##### ROWS #####

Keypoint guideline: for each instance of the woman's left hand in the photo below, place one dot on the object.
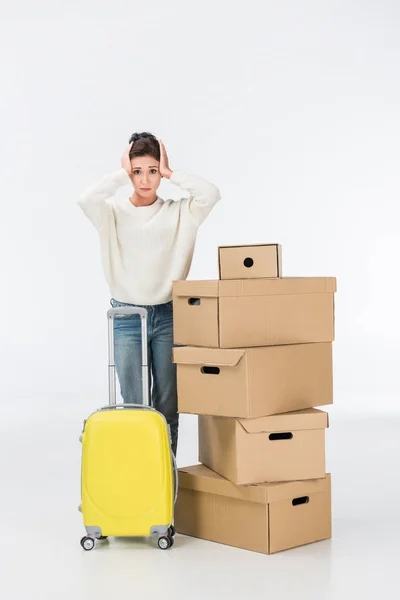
(165, 171)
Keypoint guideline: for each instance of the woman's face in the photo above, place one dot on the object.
(145, 175)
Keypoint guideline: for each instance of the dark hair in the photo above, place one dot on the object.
(144, 144)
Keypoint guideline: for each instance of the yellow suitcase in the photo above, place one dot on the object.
(129, 475)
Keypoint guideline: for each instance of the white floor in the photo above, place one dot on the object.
(41, 557)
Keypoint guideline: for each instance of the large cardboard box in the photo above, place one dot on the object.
(264, 518)
(254, 312)
(250, 262)
(285, 447)
(253, 382)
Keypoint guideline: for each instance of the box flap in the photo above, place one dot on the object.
(204, 289)
(308, 419)
(189, 355)
(270, 287)
(247, 246)
(202, 479)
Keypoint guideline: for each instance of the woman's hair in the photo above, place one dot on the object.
(144, 144)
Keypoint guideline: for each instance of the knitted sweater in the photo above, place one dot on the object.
(144, 249)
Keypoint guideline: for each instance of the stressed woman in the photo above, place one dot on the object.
(147, 243)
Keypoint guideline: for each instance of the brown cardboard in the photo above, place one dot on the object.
(264, 518)
(250, 262)
(253, 382)
(254, 312)
(287, 447)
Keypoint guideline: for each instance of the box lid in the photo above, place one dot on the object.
(254, 287)
(202, 479)
(248, 245)
(311, 418)
(189, 355)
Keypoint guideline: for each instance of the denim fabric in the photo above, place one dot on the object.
(162, 371)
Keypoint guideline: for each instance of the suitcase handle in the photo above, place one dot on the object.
(135, 406)
(112, 384)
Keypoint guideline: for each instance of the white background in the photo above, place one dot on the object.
(291, 108)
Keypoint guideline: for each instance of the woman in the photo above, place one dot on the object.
(147, 243)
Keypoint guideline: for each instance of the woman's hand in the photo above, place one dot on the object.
(165, 171)
(126, 161)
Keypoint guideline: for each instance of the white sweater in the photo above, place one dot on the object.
(144, 249)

#####

PROBLEM STATEMENT: Convert all of the records above into a Markdown table with the columns Row and Line, giving each line its own numbered row and skipping blank lines. Leave the pictures out.

FULL OUTPUT:
| Row | Line |
|---|---|
| 1 | Keypoint guideline: for each instance of the woman's left hand in the photo below, place one dot on the object. |
| 2 | (165, 171) |
| 3 | Keypoint guideline: for each instance of the woman's face in the photo above, place one dot on the object. |
| 4 | (145, 175) |
| 5 | Keypoint guideline: for each instance of the dark hair in the photo above, place one dot on the object. |
| 6 | (144, 144) |
| 7 | Keypoint guideline: for each instance of the yellow suitcase in the photo above, place one dot on the object. |
| 8 | (129, 475) |
| 9 | Keypoint guideline: for each instance of the white floor in the photo above, place one dot on the object. |
| 10 | (41, 557) |
| 11 | Keypoint guideline: for each instance of the large cardboard box in the photo above, place one dot on the object. |
| 12 | (264, 518) |
| 13 | (254, 312) |
| 14 | (250, 262) |
| 15 | (285, 447) |
| 16 | (253, 382) |
| 17 | Keypoint guideline: for each instance of the box flap in the photo above, place one dot on the object. |
| 18 | (204, 289) |
| 19 | (308, 419) |
| 20 | (189, 355) |
| 21 | (270, 287) |
| 22 | (247, 246) |
| 23 | (202, 479) |
| 24 | Keypoint guideline: for each instance of the woman's hair in the photo above, place one dot on the object. |
| 25 | (144, 144) |
| 26 | Keypoint guideline: for each instance of the knitted sweater in the photo above, place one dot on the object. |
| 27 | (144, 249) |
| 28 | Keypoint guideline: for each instance of the stressed woman in the photo above, place one dot on the object. |
| 29 | (147, 243) |
| 30 | Keypoint guideline: for each instance of the brown cardboard in the photo above, place one dot on the object. |
| 31 | (264, 518) |
| 32 | (250, 262) |
| 33 | (253, 382) |
| 34 | (254, 312) |
| 35 | (287, 447) |
| 36 | Keypoint guideline: for each instance of the box lid in the photo above, place one dot on the object. |
| 37 | (254, 287) |
| 38 | (202, 479) |
| 39 | (248, 245) |
| 40 | (311, 418) |
| 41 | (189, 355) |
| 42 | Keypoint guideline: for each instance of the denim fabric in the photo above, place one dot on the object. |
| 43 | (162, 371) |
| 44 | Keypoint guideline: for each instance of the suitcase handle in the photo above, place one dot on the object. |
| 45 | (135, 406) |
| 46 | (112, 384) |
| 47 | Keypoint guideline: for each instance of the white background in the photo above, place one dot on the object. |
| 48 | (291, 108) |
| 49 | Keypoint guideline: for each instance of the woman in the photo above, place one dot on the object. |
| 50 | (147, 243) |
| 51 | Keypoint guideline: for each instance of the woman's hand in the photo above, place one dot on the object. |
| 52 | (165, 171) |
| 53 | (126, 161) |
| 54 | Keypoint guideline: for each instance of the white sweater in the photo above, place one dot on the object. |
| 55 | (144, 249) |